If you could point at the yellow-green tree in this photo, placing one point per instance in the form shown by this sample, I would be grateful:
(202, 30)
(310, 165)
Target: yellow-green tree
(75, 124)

> [WHAT YOU WILL DO]: Please output every record, keeping each line exact.

> [WRITTEN REPLY]:
If you could point at the yellow-green tree in this photo, placing one point per instance in the form shown by this sample, I would be grateful:
(202, 30)
(310, 165)
Target: yellow-green tree
(75, 124)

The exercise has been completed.